A Taste of Baltimore’s Salt

Salt—A New American Tavern
2127 E. Pratt St.
Baltimore, MD 21231
410-276-5480
www.salttavern.com

Evidence that Baltimore is quickly becoming a major player in the culinary scene is the recent addition of several eclectic and very un-Baltimore-like restaurants. Whether they are new Italian restaurants replacing the more traditional standards in Little Italy or more sophisticated and mature culinary experiences, the restaurant scene in Baltimore is burgeoning, much like the city itself, and subsequently rivaling more notable culinary cities, like Washington, D.C.

Salt, located in Baltimore’s Butcher’s Hill-Patterson Park area, is such a newcomer, and it perfectly exemplifies what is fresh, exciting, and different about Baltimore and its culinary tastes. Head Chef and owner Jason Ambrose isn’t a recent addition to Baltimore’s restaurants. He has worked at many local restaurants, each with a different take on typical dishes. Fortunately, he has brought his experience and imagination to Salt, which is quickly becoming—or perhaps has already become—Baltimore’s best new restaurant.
○ ○ ○ ○
§ **Request**: Pick up the review of the Baltimore restaurant Salt after its last sentence and keep it going. The records come from a separate source.

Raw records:
○ ○ ○ ○
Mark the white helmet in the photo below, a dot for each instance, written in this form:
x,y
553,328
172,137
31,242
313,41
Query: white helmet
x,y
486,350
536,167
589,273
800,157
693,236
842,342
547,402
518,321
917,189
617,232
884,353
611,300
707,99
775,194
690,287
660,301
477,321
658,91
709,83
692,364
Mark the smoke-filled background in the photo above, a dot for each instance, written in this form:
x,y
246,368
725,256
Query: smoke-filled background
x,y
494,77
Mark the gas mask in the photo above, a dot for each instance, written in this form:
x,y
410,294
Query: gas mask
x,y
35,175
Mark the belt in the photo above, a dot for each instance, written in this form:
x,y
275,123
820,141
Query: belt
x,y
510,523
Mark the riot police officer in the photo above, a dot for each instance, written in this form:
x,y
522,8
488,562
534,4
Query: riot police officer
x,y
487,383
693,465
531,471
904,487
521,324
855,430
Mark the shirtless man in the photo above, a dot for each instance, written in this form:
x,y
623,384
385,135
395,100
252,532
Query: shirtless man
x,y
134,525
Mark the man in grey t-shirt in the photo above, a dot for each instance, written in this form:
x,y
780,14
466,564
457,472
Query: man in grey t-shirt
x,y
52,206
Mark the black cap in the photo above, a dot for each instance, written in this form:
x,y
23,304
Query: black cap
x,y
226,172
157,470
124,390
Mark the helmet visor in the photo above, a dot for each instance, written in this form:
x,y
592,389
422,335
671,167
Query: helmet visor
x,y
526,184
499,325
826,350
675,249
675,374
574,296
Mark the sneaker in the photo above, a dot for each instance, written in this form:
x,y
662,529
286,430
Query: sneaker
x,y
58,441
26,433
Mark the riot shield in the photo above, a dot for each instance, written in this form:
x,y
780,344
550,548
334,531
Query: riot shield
○ ○ ○ ○
§ **Output below**:
I first heard of Salt several months ago, when a friend and her husband informed me of a new restaurant that had opened in their area. They had stopped by one night, but it was too crowded, so they decided to pass. But, judging from a brief glimpse of the menu, she believed I would enjoy it. Finally, I visited with a friend on an early Thursday evening and surprisingly the place was packed but fortunately there was room in the bar, so we opted to dine in there instead. Even though our location in the bar was crowded and noisy, it didn’t distract from our experience, which exceeded our expectations. After that night, we promised ourselves to return a few months later. With much excitement, we returned this week, opting for a Monday evening, hoping it wouldn’t be as crowded, but anticipating its food to be just as amazing. Salt hit all of the expected high notes, but there were a few unanticipated flat chords, too.

Unlike The Brewer’s Art (which I previously reviewed), Salt is a standout among its neighbors. Nestled in a community, rather than an avenue of restaurants, bars, and businesses, Salt’s exterior purposefully doesn’t match any of the adjoining or adjacent rowhomes. Its soft, beige color juxtaposes with that of the dark, brown bricks of the area. Passing by, it begs you to stop inside, which is probably what initially drew my friend and her husband. Once inside, the bar sits to your right and the tiny dining area, which holds approximately 30 people, is to your left. What is frustrating about Salt is its size. Clearly, if it continues to be popular, it will have to expand. As it stands, it is too small to handle the demand.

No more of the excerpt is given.